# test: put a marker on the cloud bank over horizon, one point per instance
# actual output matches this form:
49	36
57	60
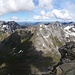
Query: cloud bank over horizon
39	9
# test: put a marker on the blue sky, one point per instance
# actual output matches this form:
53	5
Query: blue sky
37	10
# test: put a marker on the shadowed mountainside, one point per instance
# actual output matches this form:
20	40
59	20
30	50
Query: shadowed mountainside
22	58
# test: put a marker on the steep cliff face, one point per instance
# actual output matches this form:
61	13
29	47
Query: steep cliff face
35	49
48	39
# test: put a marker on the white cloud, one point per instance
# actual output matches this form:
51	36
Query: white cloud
14	18
15	5
62	14
43	15
37	17
46	4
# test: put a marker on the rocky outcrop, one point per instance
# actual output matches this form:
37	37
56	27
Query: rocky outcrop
9	26
67	66
38	51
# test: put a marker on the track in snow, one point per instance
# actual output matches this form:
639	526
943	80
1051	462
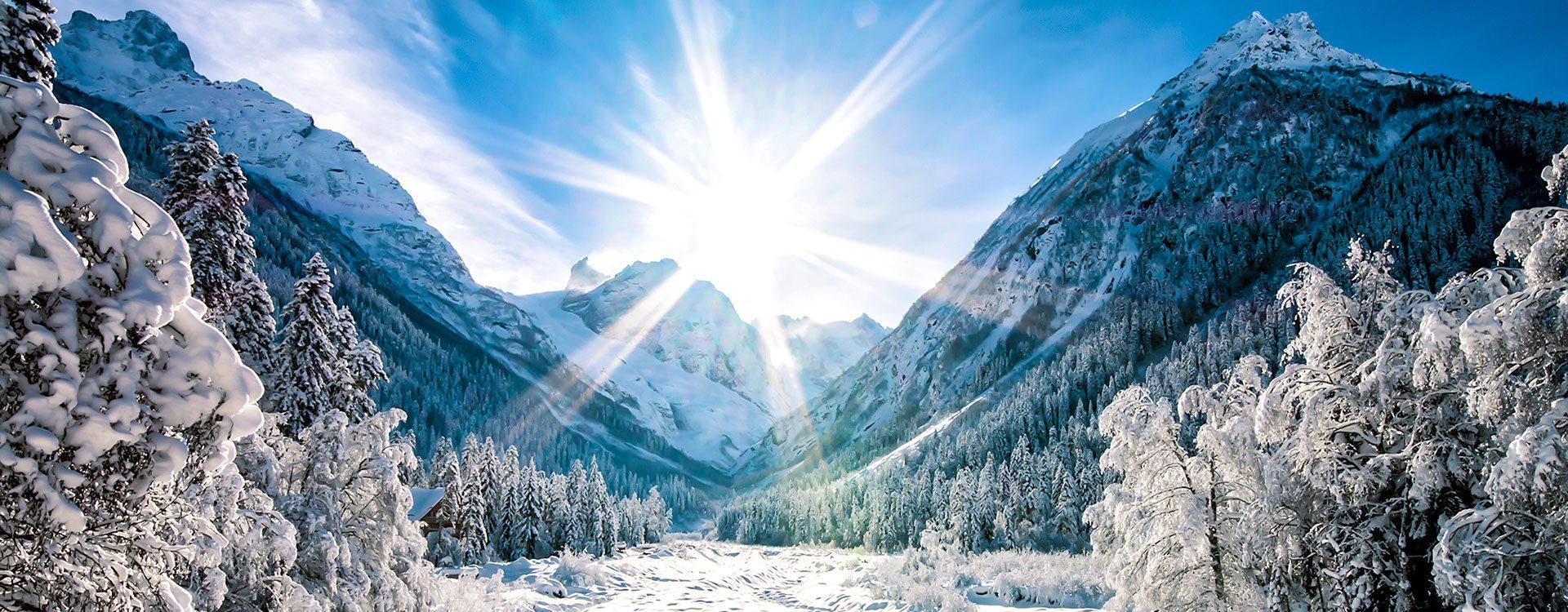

-=-=-

Given task >> Switch "rocky outcrop" to "boulder field" in the part of the records that opens with the line containing "# test: put a marker on the rocky" and closes with the end of the records, and give that part again with everything else unchanged. Leave the pictures out of your answer.

Final answer >>
# test: put a marker on the boulder field, one point per instance
# actual output matches this form:
37	37
56	27
Query: boulder field
9	26
67	66
38	51
# test: put a marker on the track in snow, one point per instance
# actual output matches this form:
639	526
943	80
1051	462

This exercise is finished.